=== DOCUMENT ===

Tuesday, November 6, 2012

Integrating Technology

Today our corporation's students had the day off while our teachers participated in Professional Development with Will Richardson (@willrich45).  We were all invited to breakfast to celebrate our corporation being named an 'A' corporation by the Indiana Department of Education.  That's something I believe we are all proud of in our district.  Some more than others because of the school grading system, but in the eyes of the general public, an A is much better than a C.  That seems to be the game our department of education is making us play so we must deal with it the best we can.  That's a topic for another post at a later date.

Will Richardson's presentation focused on 21st Century Learning Skills and how teachers MUST integrate technology into their classrooms.  One idea that stuck with me came when he said, "Schools are the only place where students cannot use their mobile devices to access information."  Obviously he's not speaking about ALL schools, but you understand what he's saying.

So why is that?  Why is it that students cannot use their mobile devices to access information at school? I'm stopping here.  I have some ideas but I really would like to hear your thoughts.

Wednesday, August 1, 2012

MCCSC Literacy Summit - Day 3

Day 3 of the MCCSC Literacy Summit didn't disappoint!  All of today's attendees were able to hear from Dr. Mike Schmoker in the morning and Dr. Richard Allington in the afternoon.  These are two top presenters in the world of education.


Dr. Schmoker's message is based on his book Focus which makes the argument that student achievement would skyrocket if schools did away with all of the initiatives each school year brings and 'Focus' on two or three high-leverage strategies and carry those out better than ever.  The areas of 'Focus' are not new, innovative, cutting-edge, or based on the use of technology.  The areas of 'Focus' ARE tried and true educational practices which are discussed every year and in every school district, building, and team meeting.  What follows are my notes from the morning's session.


Dr. Mike Schmoker
schmoker@futureone.com
Author of Focus

Less is more.  In any sphere of life people say, "Less is more." But do we truly embrace that idea?

Never more than 2 or 3 initiatives per year.  Pick the top priorities and make sure that you do them better than anyone else.

"Sometimes the first duty of intelligent men is the restatement of the obvious." -George Orwell

When you walk through classrooms, what do you see?  You know what kind of instruction/delivery should be found but do you actually find it? There's a huge gap between what the average educator is doing in the classroom and what they should be doing in the classroom.

Lecturing needs to be thrown out of the window.

Assigning homework is not teaching.

When a teacher asks a question, who is the first person to raise their hand to answer?  Who's the last one to raise their hand, if at all?  Who does the teacher call on?  Do the struggling students even get help?  Does this really benefit anyone?

Worksheets: not the most effective and wonderful tool for students.
Worksheets: easy for teachers to copy and hand out to students.
Worksheets: designed to be assigned, not taught.  You don't really even need the teacher.

20-50% of students entering college are not prepared for the amount and rigor of reading required.

===

**TASKS TO PERFORM**
1. In the education blog, what are the answers to these questions?
(a) Who led the teachers' Professional Development on the day the students had off?
(b) Which presenter spoke in the afternoon of Day 3 of the MCCSC Literacy Summit?
(c) What share of students entering college are not prepared for the reading required?
2. Can you copy the passage from the education blog that begins at the words "When you walk" and stop after "really benefit anyone?"?
None of this requires the material.

=== MATERIAL ===

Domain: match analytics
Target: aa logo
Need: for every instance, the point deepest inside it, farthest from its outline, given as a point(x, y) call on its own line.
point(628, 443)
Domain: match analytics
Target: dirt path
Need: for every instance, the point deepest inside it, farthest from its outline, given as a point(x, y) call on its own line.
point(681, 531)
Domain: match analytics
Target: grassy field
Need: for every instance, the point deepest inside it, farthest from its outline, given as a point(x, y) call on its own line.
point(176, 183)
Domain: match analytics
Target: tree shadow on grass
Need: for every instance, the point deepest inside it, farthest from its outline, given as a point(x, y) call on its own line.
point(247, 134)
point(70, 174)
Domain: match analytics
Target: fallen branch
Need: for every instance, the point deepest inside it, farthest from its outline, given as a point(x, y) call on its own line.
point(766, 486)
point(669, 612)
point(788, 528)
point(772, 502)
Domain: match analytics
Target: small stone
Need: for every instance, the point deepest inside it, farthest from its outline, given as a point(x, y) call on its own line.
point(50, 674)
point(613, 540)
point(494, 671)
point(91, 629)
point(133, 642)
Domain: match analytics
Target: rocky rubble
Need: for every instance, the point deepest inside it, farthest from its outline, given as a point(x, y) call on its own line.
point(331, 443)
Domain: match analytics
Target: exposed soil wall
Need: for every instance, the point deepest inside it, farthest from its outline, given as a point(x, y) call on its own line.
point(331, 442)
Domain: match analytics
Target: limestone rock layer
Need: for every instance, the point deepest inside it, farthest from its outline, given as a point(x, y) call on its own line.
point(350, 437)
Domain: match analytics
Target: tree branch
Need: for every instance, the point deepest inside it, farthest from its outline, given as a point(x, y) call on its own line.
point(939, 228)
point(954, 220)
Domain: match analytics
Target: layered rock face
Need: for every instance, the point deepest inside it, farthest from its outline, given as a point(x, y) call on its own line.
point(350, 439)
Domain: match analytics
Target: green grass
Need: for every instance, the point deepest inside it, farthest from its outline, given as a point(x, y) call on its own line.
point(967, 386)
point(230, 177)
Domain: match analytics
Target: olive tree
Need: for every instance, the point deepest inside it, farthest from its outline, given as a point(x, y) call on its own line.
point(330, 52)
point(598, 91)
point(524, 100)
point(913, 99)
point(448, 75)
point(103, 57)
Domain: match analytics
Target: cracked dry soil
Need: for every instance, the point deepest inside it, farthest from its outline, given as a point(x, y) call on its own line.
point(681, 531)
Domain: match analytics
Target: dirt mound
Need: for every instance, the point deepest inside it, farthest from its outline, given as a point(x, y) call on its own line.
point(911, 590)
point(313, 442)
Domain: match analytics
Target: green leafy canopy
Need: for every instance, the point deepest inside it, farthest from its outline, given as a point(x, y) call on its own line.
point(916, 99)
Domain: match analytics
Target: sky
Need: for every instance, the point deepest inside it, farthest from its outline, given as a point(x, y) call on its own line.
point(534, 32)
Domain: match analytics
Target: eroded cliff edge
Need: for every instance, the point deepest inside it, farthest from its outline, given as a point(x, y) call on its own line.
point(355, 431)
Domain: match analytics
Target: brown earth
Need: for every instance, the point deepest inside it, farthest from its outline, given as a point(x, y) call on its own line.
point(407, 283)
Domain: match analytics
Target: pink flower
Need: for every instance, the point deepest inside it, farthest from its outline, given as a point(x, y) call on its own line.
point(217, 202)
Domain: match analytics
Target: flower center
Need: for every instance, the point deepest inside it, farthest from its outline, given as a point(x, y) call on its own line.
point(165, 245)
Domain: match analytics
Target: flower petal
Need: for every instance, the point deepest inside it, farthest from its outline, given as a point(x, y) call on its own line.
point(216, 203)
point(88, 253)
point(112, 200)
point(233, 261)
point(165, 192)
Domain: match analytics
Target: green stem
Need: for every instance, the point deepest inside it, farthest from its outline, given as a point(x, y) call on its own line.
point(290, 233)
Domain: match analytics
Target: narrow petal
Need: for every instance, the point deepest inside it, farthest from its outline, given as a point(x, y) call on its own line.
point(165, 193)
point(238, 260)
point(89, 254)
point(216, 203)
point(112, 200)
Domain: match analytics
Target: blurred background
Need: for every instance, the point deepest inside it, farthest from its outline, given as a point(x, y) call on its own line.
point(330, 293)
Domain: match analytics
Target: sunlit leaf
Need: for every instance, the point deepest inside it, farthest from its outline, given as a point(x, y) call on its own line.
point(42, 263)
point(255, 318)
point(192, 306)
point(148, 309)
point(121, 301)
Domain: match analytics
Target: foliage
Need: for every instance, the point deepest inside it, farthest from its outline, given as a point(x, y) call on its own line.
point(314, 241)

===
=== MATERIAL ===

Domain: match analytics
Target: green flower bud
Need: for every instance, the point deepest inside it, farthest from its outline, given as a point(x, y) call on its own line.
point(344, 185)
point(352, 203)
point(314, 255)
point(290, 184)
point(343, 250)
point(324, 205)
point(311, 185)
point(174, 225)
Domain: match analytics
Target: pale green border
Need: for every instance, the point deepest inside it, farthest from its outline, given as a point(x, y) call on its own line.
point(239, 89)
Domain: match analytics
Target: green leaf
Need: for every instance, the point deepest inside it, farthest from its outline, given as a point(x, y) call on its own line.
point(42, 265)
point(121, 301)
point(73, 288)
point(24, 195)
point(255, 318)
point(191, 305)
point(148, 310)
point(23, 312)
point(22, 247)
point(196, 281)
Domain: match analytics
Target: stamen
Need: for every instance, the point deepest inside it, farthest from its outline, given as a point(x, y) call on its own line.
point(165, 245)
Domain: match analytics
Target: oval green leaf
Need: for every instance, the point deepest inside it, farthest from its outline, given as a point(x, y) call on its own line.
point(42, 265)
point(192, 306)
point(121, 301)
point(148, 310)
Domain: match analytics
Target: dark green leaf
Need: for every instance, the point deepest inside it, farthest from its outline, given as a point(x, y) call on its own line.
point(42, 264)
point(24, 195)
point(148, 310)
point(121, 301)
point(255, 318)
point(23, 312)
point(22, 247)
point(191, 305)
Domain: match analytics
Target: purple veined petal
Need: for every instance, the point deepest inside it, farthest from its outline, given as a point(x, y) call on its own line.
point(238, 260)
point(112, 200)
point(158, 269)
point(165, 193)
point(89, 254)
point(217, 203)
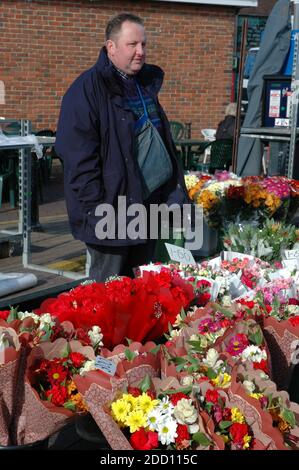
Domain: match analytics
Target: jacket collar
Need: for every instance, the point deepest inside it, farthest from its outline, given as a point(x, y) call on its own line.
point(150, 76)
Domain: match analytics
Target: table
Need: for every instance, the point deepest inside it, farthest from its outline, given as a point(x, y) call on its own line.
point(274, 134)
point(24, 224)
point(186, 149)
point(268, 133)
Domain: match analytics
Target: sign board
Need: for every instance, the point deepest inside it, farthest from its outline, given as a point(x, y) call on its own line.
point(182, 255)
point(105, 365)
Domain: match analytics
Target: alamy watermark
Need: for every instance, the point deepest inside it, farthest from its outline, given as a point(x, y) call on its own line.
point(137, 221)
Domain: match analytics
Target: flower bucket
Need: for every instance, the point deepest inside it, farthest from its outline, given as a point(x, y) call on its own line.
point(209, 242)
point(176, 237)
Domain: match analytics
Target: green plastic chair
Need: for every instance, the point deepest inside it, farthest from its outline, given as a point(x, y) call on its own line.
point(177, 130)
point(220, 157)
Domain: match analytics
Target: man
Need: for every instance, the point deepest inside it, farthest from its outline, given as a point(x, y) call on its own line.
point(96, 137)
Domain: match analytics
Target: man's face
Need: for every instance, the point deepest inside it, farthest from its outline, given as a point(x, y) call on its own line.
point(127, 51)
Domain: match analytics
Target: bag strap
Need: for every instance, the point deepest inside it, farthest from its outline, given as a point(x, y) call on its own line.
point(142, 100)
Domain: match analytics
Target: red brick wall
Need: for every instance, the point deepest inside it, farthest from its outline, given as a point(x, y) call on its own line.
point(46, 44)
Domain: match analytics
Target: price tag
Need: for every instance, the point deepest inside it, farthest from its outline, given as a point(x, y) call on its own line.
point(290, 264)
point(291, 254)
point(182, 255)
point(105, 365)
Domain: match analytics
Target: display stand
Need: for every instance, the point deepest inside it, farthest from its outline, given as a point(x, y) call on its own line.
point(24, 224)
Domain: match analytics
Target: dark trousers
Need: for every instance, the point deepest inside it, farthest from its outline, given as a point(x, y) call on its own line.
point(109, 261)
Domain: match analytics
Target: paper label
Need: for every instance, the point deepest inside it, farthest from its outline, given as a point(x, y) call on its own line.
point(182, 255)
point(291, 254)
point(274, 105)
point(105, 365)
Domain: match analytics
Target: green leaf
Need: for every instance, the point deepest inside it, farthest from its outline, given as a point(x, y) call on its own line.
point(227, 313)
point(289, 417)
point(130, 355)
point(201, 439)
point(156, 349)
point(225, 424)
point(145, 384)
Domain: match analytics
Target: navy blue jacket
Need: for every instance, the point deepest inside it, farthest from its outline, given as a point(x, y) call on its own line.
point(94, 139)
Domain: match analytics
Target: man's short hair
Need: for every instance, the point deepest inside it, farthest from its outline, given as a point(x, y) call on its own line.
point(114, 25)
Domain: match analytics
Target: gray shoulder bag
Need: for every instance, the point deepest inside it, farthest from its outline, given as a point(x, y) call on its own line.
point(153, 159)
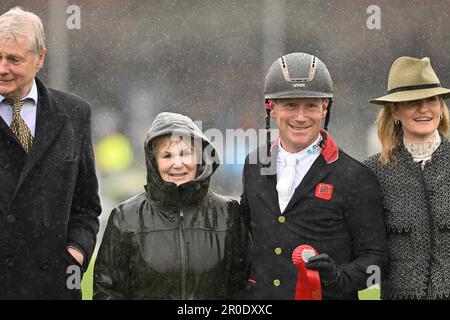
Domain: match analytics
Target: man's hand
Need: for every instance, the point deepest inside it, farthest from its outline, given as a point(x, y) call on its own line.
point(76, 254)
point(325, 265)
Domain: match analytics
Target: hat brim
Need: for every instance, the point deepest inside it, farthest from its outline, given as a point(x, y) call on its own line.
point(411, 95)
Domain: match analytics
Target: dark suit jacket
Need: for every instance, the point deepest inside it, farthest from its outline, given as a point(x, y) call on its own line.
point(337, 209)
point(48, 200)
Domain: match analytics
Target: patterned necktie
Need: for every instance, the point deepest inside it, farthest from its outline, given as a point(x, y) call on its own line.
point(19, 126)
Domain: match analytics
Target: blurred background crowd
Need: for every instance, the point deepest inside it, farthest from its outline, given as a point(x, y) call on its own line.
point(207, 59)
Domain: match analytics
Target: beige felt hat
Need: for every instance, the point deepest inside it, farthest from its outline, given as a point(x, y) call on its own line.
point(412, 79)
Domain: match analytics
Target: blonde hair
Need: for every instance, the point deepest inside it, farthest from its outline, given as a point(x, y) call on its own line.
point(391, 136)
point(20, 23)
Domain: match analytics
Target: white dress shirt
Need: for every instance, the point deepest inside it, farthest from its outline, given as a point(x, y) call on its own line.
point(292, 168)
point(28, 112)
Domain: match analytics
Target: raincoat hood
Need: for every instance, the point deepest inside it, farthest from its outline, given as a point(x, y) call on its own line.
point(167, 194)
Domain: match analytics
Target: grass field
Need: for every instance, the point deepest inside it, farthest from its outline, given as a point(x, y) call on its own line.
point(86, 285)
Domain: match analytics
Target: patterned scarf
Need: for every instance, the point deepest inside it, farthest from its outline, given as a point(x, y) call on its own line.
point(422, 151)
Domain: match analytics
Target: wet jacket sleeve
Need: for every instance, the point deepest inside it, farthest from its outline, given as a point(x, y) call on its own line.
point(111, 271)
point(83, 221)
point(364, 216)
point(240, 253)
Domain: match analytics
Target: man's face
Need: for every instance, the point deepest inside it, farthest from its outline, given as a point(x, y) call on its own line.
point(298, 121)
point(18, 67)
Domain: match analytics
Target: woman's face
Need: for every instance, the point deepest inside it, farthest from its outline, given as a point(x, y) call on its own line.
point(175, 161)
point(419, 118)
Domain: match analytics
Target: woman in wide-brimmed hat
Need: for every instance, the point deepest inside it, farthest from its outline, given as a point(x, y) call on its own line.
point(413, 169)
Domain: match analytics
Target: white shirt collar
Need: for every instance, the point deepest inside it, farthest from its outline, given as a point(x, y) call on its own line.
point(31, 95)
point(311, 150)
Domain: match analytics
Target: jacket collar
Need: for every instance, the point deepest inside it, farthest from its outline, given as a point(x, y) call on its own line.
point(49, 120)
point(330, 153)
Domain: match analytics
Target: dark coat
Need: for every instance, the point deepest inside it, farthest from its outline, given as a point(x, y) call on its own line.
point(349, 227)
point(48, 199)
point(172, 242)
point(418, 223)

===
=== MATERIAL ===

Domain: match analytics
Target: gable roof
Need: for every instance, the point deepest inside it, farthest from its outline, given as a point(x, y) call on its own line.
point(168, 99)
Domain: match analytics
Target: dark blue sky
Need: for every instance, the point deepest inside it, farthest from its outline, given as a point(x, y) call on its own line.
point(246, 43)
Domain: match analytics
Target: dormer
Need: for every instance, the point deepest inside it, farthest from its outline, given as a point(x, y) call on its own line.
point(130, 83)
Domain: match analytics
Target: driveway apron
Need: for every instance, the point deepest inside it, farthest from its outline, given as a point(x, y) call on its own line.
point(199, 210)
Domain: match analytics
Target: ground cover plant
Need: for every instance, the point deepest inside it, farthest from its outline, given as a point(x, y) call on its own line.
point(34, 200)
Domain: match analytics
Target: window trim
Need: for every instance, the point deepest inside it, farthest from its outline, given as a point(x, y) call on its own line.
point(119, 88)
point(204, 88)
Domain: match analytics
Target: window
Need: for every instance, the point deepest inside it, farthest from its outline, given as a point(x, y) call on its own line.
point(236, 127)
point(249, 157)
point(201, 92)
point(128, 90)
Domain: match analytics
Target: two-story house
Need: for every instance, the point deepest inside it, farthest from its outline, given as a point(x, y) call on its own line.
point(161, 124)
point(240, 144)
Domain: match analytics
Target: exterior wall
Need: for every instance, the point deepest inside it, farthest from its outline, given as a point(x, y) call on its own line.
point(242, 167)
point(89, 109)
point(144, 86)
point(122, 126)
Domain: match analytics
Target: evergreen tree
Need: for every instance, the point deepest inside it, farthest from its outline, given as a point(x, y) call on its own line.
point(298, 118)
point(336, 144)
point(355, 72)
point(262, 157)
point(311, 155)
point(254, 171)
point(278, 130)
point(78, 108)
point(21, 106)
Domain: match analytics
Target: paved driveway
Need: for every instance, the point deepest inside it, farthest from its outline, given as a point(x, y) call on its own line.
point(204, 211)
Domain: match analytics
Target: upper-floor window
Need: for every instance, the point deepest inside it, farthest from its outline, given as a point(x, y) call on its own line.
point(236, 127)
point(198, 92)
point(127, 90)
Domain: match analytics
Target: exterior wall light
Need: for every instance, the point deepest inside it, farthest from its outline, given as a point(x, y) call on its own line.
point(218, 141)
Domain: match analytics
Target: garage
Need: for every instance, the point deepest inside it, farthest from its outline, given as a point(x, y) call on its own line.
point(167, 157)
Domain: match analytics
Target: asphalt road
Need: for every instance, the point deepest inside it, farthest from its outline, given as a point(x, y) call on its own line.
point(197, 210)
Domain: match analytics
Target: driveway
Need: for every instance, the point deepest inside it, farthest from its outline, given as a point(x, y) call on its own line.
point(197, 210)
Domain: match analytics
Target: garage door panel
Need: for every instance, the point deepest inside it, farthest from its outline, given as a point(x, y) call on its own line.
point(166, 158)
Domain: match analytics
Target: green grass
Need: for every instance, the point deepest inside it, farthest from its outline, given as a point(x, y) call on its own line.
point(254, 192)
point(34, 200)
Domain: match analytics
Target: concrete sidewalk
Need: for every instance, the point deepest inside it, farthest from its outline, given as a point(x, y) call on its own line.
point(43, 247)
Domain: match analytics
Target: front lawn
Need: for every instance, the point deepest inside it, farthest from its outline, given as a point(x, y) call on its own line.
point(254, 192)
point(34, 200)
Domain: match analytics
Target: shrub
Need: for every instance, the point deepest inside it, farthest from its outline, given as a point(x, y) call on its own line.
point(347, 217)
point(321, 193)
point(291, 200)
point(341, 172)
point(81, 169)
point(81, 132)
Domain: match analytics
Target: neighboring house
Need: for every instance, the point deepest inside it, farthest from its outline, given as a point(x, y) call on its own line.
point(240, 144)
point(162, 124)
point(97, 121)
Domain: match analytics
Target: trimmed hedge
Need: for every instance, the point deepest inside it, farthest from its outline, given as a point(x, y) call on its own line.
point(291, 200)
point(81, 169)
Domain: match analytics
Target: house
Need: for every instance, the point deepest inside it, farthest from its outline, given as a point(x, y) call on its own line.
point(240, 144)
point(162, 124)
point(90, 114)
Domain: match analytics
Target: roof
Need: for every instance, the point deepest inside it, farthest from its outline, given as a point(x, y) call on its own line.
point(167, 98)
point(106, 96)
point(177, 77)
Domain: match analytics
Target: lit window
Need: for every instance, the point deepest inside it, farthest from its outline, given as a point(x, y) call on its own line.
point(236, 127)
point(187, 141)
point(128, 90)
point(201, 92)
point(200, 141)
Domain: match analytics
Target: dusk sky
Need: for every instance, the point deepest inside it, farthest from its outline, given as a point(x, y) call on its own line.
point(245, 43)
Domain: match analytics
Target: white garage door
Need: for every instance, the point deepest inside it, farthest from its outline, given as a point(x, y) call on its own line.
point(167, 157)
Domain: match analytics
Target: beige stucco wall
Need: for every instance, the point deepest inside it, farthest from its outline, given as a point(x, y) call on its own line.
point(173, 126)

===

**THE RESULTS**
1.
(a) Will Richardson
(b) Dr. Richard Allington
(c) 20-50%

2.
When you walk through classrooms, what do you see?  You know what kind of instruction/delivery should be found but do you actually find it? There's a huge gap between what the average educator is doing in the classroom and what they should be doing in the classroom.

Lecturing needs to be thrown out of the window.

Assigning homework is not teaching.

When a teacher asks a question, who is the first person to raise their hand to answer?  Who's the last one to raise their hand, if at all?  Who does the teacher call on?  Do the struggling students even get help?  Does this really benefit anyone?